→ Task goal
Return each line of the records below that contains the string "valley". Matches must agree in case.

→ Excerpted data
— START —
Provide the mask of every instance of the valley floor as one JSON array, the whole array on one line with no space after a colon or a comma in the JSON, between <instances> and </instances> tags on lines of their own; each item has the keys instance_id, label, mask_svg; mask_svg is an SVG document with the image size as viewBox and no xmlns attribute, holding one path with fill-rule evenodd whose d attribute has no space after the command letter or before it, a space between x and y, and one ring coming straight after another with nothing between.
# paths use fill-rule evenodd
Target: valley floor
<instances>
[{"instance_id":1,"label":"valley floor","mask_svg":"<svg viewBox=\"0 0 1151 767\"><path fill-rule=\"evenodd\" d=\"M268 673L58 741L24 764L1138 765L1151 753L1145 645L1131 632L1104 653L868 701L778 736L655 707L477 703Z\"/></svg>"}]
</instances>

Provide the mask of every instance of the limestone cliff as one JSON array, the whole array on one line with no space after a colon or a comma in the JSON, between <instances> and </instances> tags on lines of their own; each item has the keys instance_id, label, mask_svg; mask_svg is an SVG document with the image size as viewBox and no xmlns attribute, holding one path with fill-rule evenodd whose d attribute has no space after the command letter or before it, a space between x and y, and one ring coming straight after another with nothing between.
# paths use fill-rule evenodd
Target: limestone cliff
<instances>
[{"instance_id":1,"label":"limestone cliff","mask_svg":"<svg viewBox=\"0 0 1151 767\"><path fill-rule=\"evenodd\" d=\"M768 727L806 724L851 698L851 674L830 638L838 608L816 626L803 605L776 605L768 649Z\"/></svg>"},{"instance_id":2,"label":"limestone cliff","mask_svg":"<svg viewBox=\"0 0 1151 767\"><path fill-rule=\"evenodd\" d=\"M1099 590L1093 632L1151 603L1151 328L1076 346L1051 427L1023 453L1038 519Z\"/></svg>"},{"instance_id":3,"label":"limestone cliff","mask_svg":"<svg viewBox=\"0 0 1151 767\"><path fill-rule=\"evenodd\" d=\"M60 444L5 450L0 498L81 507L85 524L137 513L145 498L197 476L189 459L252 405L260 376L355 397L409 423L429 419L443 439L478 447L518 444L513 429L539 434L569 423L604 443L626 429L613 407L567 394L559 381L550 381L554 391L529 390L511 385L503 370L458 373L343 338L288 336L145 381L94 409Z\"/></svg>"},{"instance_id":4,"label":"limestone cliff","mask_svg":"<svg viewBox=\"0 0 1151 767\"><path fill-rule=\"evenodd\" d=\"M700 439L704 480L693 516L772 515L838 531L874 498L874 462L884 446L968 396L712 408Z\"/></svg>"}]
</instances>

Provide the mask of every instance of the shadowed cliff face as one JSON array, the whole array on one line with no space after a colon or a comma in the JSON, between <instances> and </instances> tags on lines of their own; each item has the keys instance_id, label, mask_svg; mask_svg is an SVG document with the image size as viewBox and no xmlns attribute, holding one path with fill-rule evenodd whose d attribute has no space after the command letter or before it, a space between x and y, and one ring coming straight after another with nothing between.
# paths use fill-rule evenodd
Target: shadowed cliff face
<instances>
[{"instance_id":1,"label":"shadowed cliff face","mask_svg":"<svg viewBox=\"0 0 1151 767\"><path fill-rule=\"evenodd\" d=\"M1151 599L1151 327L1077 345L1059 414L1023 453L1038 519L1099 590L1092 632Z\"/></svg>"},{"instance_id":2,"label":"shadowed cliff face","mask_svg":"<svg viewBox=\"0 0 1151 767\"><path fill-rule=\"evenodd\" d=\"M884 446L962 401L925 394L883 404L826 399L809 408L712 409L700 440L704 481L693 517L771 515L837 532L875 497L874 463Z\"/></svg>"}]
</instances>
— END —
— START —
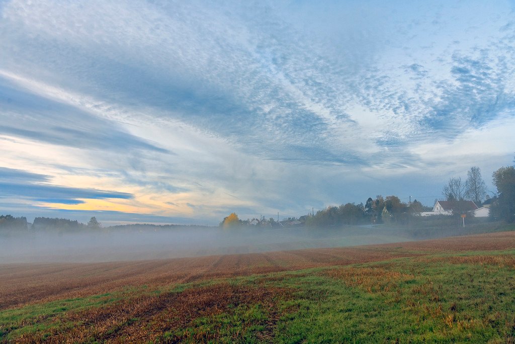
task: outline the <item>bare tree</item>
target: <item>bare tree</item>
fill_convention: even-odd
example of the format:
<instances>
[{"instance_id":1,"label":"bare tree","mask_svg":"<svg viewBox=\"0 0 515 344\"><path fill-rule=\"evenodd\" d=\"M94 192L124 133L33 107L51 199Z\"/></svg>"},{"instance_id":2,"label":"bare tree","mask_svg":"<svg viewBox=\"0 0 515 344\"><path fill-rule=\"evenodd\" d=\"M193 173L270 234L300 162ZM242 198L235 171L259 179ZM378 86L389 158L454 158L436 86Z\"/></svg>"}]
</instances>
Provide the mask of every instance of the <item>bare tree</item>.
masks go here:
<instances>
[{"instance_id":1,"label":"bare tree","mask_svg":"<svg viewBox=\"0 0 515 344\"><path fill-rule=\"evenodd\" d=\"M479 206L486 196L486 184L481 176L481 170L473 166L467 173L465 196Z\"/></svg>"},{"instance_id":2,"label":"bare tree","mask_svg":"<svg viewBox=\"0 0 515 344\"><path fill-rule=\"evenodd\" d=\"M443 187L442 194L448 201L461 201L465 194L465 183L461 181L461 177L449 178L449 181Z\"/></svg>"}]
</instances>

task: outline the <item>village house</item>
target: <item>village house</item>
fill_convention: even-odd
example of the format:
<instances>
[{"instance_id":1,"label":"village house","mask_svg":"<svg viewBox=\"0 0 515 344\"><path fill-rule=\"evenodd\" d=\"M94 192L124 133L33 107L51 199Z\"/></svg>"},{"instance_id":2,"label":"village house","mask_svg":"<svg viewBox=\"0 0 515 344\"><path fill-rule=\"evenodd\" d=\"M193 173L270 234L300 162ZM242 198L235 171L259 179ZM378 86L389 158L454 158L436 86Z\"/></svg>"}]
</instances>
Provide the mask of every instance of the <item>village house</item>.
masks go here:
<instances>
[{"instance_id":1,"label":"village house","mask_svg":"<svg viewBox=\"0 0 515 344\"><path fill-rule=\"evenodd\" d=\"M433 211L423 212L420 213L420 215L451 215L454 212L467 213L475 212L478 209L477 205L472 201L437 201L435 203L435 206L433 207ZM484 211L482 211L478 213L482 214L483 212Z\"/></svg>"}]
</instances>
— END —
→ Finished exercise
Provide the mask of every instance of the valley floor as one JSON array, the whole array on one line with no space after a colon or a comma in the JSON, between <instances> and </instances> tags on lines of their own; each item has the keys instance_id, label, mask_svg; mask_svg is an SVG document with the image size as viewBox and no xmlns attribute, holding one path with fill-rule evenodd whose d attribute has no space after the command letter or before it, a space between x and y, and one ring coming straight after another with nothing between.
Target: valley floor
[{"instance_id":1,"label":"valley floor","mask_svg":"<svg viewBox=\"0 0 1151 767\"><path fill-rule=\"evenodd\" d=\"M268 673L58 741L24 764L1138 765L1151 753L1145 645L1131 632L1104 653L868 701L778 736L655 707L477 703Z\"/></svg>"}]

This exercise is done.